Exercise passage »
::::::::::
Can We Just Stop Talking About Free Will

The problem with free will is that we keep dwelling on it. Really, this has to stop.

Owen D. Jones, The End of (Discussing) Free Will, 18 March 2012

This quote was made by Owen Jones in an article published in 2012. I share it because I feel the author is not only being cavalier but wrongly so. According to the bio at the end of the article, Owen D. Jones is a professor of law and biological sciences at Vanderbilt University. As I see it, the problem is not some theoretical—What is the sound of one hand clapping?—pseudo-problem. Human agency is the basis of our legal and jurisprudence systems.

Like good magicians, people like Owen want to redirect your focus to neuroscience and consciousness rather than have to explain how the causal engine that is the brain manifests itself ex nihilo.

Doubling down on my causa sui position, humans may be able to make constrained solutions, and yet they never have control over the constrained system they inherit. I discuss this at length elsewhere, but I wanted to address this comment forthright.

I’ll leave with a quote I tend to trot out a lot.

It is difficult to get a man to understand something when his salary depends on his not understanding it.

— Upton Sinclair, prepared speech, I, Candidate for Governor (1935)

Free will is a necessary illusion for power structures to propagate or they will lose a cornerstone of their control mechanisms. And since humans want to feel they are in control, they are willing to accept the downside for the illusion of an upside.

Quarantine and Social Justice

Gregg Caruso is interested in the notion of Agency from the perspective of justice, desert, and sentencing. This is applied philosophy.

My main argument against the possibility of free will is Nietzsche-Strawson’s causa sui argument, which I’ve touched on a few times by now, but I haven’t yet fully articulated my position. I’ll get to that another day. I’d also like to create another video, as I would like to do for this as I explore in more detail.

Ostensibly, this is a compatibilist view that leaves a modicum of free will, even with causa sui in place. I hope this illustration will be helpful.

In the centre of the illustration is you, the self of some arbitrary person who shall act as our subject. Let’s assume a couple of basic premises:

  1. We either live in a relaxed causal, deterministic or indeterministic universe.
  2. Causa sui is in full force and effect: one cannot cause any aspect of one’s self.
::::::::::
Data extract »
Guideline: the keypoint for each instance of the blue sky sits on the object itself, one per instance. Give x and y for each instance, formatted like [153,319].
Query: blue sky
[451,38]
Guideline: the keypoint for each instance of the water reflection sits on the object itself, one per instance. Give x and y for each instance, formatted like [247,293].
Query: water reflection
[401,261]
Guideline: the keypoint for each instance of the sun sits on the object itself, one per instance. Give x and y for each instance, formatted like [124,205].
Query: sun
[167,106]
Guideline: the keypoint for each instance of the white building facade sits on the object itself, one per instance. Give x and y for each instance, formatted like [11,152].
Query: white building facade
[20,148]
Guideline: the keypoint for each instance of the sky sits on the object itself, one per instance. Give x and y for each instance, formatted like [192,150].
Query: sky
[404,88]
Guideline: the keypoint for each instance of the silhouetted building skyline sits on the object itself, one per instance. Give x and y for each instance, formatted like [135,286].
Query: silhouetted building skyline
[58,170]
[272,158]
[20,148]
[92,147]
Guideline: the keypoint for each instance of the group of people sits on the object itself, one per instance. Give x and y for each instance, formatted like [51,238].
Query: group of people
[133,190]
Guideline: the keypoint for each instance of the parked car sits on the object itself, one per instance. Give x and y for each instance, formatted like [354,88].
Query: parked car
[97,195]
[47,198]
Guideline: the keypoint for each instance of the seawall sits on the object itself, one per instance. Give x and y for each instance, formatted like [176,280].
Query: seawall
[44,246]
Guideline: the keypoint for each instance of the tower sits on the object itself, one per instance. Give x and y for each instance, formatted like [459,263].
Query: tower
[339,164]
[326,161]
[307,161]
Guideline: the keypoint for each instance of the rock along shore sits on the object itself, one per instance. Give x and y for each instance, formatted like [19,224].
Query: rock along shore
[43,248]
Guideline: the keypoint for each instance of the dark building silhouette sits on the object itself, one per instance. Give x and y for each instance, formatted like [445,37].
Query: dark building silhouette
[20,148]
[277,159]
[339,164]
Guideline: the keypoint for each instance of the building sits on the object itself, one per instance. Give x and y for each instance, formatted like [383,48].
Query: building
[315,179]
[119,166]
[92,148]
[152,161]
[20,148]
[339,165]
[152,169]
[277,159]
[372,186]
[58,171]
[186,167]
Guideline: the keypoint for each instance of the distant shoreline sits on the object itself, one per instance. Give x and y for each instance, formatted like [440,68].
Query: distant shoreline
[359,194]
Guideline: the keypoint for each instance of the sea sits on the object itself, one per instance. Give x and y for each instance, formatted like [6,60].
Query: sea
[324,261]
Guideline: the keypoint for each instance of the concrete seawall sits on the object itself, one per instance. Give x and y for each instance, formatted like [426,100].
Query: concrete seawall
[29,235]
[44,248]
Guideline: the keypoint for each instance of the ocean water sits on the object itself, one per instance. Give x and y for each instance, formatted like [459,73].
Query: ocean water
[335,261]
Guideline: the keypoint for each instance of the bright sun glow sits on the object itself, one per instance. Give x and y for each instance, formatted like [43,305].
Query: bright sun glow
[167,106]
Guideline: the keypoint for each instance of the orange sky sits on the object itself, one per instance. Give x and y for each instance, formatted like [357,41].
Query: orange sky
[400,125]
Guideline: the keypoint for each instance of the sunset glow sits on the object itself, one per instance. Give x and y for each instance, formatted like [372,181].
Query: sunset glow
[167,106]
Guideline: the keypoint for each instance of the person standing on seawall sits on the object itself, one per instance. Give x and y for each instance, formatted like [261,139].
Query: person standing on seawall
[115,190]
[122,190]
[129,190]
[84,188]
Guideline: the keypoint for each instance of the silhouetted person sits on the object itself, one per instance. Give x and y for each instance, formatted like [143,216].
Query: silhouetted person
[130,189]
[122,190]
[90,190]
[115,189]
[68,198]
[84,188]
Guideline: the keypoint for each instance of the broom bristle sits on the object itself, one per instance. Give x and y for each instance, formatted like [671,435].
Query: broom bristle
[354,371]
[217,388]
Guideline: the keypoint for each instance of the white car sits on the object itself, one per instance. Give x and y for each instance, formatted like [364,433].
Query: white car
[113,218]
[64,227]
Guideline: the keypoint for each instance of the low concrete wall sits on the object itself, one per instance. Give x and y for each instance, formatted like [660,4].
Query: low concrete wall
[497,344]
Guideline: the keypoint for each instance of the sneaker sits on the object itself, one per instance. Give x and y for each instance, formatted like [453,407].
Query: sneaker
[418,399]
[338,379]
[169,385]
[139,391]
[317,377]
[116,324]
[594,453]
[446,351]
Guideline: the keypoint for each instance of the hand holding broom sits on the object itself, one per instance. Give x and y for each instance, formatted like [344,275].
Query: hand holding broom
::::::::::
Problems and tasks »
1. Answer these from the free will essay:
(a) Which two subjects does Owen D. Jones teach, and at which university?
(b) To whom is the line about a man's salary attributed, and in what year?
(c) What does the writer name as the main argument against the possibility of free will?
2. Write the next part of the essay on free will, picking up after its second premise.

Answers for this exercise »
1.
(a) Law and biological sciences, at Vanderbilt University.
(b) Upton Sinclair, 1935.
(c) Nietzsche-Strawson's causa sui argument.

2.
I include the term relaxed in the first premise, so I don’t have to deal with a fully deterministic universe governed entirely by the notion captured by Schrödinger’s equation. The second premise is in place to serve as a limitation: even if consciousness is an emergent property, its emergence doesn’t grant some insuperable metaphysical powers. One cannot reach outside of one’s self.

The scenario plays out as follows. You have been apprehended for violating some statute. Let’s say that you’ve taken an item from a retail store. As you are leaving the store, the police stop you. When asked if you took the item, you answer in the affirmative. This is a very efficient municipality, so you are taken immediately to a magistrate to make a plea.

In this scenario, Caruso is your attorney at law. His argument is that, given causa sui, you cannot be responsible for who you are. We’ve been here before. Since you can’t be responsible for who you are, any sentence to punish you would be unethical, as you’ve done nothing to deserve it. This is the notion of desert in the realm of retributive justice.

The judge buys this argument, but s/he counters with three possible courses of action. You may not be responsible for who you are, but we are a community of laws. You are a victim of your circumstances, so we cannot look backwards. For whatever reason—and through no fault of your own, by definition—, you were broken relative to complying with community norms.

Social Justice

Firstly, we may wish to make an example of you, to signal the community that we will incarcerate people who break the laws. This is more a public service purpose than a punishment.

Secondly, if you had contracted a communicable disease—we’re looking at you Covid—, you can be quarantined under the consideration of the common good. Framed this way, it is not a punishment, we just don’t want it to happen again.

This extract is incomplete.